▶ **Zadania do wykonania**
**1)** Streść w dwóch zdaniach tekst o odwołaniu wyścigów w Australii.
**2)** Na jaki termin przełożono rundę w Melbourne według tekstu o odwołaniu wyścigów w Australii?
**3)** Rozwiń dalej tekst o odwołaniu wyścigów w Australii, zaczynając od miejsca, w którym się kończy.

We wtorek 6 lipca Australian Grand Prix Corporation oficjalnie potwierdziło, że tegoroczny wyścig Formuły 1 na torze Albert Park oraz rywalizacja motocyklistów na Phillip Island nie dojdą do skutku. Powodem takiej decyzji jest kryzys wywołany pandemią koronawirusa.

Z powodu pandemii Covid-19 wyścig Formuły 1 na Albert Park oraz rywalizacja motocyklistów na torze Phillip Island zostały odwołane. Pierwotnie runda w Melbourne miała odbyć się w marcu, jednak surowe restrykcje na terenie Australii przyczyniły się do przełożenia terminu eliminacji na 21 listopada. Obowiązujące obecnie ograniczenia w dalszym ciągu jednak uniemożliwiają zorganizowanie całego przedsięwzięcia.

Na ostateczną decyzję wpływ miały nieudane negocjacje z urzędnikami służby zdrowia na szczeblu zarówno stanowym, jak i federalnym. Przedmiotem rozmów były przede wszystkim możliwości przewiezienia kierowców i personelu przez ściśle zamkniętą granicę Australii.

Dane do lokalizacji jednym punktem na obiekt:

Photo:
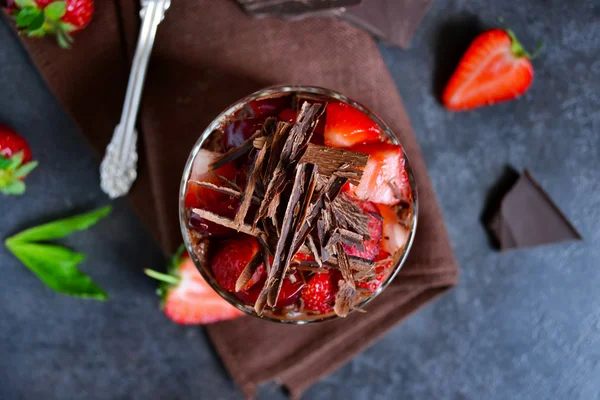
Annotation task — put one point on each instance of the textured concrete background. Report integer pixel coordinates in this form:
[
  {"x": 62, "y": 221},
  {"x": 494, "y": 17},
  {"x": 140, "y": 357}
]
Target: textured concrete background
[{"x": 521, "y": 325}]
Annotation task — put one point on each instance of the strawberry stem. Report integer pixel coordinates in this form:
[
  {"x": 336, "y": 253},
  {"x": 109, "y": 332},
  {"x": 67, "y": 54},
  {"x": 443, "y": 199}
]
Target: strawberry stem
[
  {"x": 516, "y": 47},
  {"x": 173, "y": 280}
]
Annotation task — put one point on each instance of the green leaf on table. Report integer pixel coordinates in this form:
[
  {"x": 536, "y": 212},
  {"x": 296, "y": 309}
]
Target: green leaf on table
[
  {"x": 37, "y": 23},
  {"x": 62, "y": 227},
  {"x": 56, "y": 266},
  {"x": 55, "y": 11},
  {"x": 25, "y": 3},
  {"x": 26, "y": 16},
  {"x": 4, "y": 162}
]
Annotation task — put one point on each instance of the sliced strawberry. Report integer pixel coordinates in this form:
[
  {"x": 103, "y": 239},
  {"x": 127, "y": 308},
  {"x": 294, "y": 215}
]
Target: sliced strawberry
[
  {"x": 495, "y": 68},
  {"x": 237, "y": 132},
  {"x": 231, "y": 258},
  {"x": 395, "y": 235},
  {"x": 268, "y": 107},
  {"x": 347, "y": 126},
  {"x": 371, "y": 246},
  {"x": 290, "y": 291},
  {"x": 381, "y": 272},
  {"x": 188, "y": 299},
  {"x": 62, "y": 18},
  {"x": 288, "y": 115},
  {"x": 384, "y": 179},
  {"x": 319, "y": 293}
]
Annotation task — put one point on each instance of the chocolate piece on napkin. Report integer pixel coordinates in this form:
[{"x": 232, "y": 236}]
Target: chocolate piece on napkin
[
  {"x": 212, "y": 54},
  {"x": 528, "y": 217},
  {"x": 292, "y": 8}
]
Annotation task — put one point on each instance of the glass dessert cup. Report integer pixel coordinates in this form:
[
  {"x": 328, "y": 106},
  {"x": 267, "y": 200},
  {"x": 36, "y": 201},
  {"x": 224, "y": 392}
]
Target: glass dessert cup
[{"x": 198, "y": 249}]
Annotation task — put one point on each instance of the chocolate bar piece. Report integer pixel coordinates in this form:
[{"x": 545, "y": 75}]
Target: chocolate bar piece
[
  {"x": 528, "y": 217},
  {"x": 292, "y": 8}
]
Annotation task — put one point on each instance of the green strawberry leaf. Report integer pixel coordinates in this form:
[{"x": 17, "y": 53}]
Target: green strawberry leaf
[
  {"x": 55, "y": 11},
  {"x": 60, "y": 228},
  {"x": 13, "y": 188},
  {"x": 16, "y": 160},
  {"x": 57, "y": 268},
  {"x": 38, "y": 22},
  {"x": 26, "y": 3},
  {"x": 4, "y": 162},
  {"x": 27, "y": 16},
  {"x": 24, "y": 170}
]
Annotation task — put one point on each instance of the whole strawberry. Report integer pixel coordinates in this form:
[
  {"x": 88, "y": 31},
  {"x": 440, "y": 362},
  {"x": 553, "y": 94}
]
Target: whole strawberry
[
  {"x": 187, "y": 298},
  {"x": 15, "y": 161},
  {"x": 37, "y": 18}
]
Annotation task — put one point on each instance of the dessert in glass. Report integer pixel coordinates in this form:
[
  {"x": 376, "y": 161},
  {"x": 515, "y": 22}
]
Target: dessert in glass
[{"x": 298, "y": 204}]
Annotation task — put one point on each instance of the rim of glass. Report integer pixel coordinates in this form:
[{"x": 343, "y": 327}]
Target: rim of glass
[{"x": 216, "y": 123}]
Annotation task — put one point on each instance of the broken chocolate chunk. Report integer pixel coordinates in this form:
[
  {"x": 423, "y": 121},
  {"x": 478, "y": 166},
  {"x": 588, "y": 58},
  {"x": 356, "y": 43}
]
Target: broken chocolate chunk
[{"x": 528, "y": 217}]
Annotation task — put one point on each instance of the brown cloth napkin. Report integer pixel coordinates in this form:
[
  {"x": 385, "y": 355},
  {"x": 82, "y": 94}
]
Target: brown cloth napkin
[{"x": 207, "y": 55}]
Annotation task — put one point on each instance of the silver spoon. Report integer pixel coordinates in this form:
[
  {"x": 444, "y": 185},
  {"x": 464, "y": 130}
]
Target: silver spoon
[{"x": 119, "y": 166}]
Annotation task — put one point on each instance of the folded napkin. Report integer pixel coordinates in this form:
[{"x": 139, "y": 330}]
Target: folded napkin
[{"x": 207, "y": 55}]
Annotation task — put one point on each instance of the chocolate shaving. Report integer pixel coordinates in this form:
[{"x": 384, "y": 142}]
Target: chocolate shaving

▶ **Odpowiedzi do zadań**
**1)** Australian Grand Prix Corporation potwierdziło we wtorek 6 lipca, że z powodu pandemii koronawirusa tegoroczny wyścig Formuły 1 na Albert Park oraz rywalizacja motocyklistów na Phillip Island nie dojdą do skutku, choć rundę w Melbourne przełożono już z marca na 21 listopada. O decyzji przesądziły nieudane negocjacje z urzędnikami służby zdrowia szczebla stanowego i federalnego, dotyczące głównie przewiezienia kierowców i personelu przez zamkniętą granicę Australii.

**2)** Na 21 listopada.

**3)**
Dyrektor F1 nadal dąży do organizacji 23 wyścigów

Dyrektor generalny Formuły 1, Stefano Domenicali utwierdza w przekonaniu, że mimo odwołania rundy w Australii, w planie nadal znajduje się organizacja 23 wyścigów w tegorocznym sezonie:

„Choć to rozczarowujące, że nie będziemy mogli się ścigać w tym sezonie w Australii, jesteśmy pewni, że możemy zorganizować sezon 2021 z 23 wyścigami. Mamy mnóstwo opcji do wykorzystania, aby zapełnić lukę po Grand Prix Australii” – poinformował Włoch, który następnie dodał:

„Będziemy pracować nad szczegółami tych opcji w kolejnych tygodniach i przekażemy dalsze aktualizacje, gdy tylko te dyskusje zostaną zakończone”.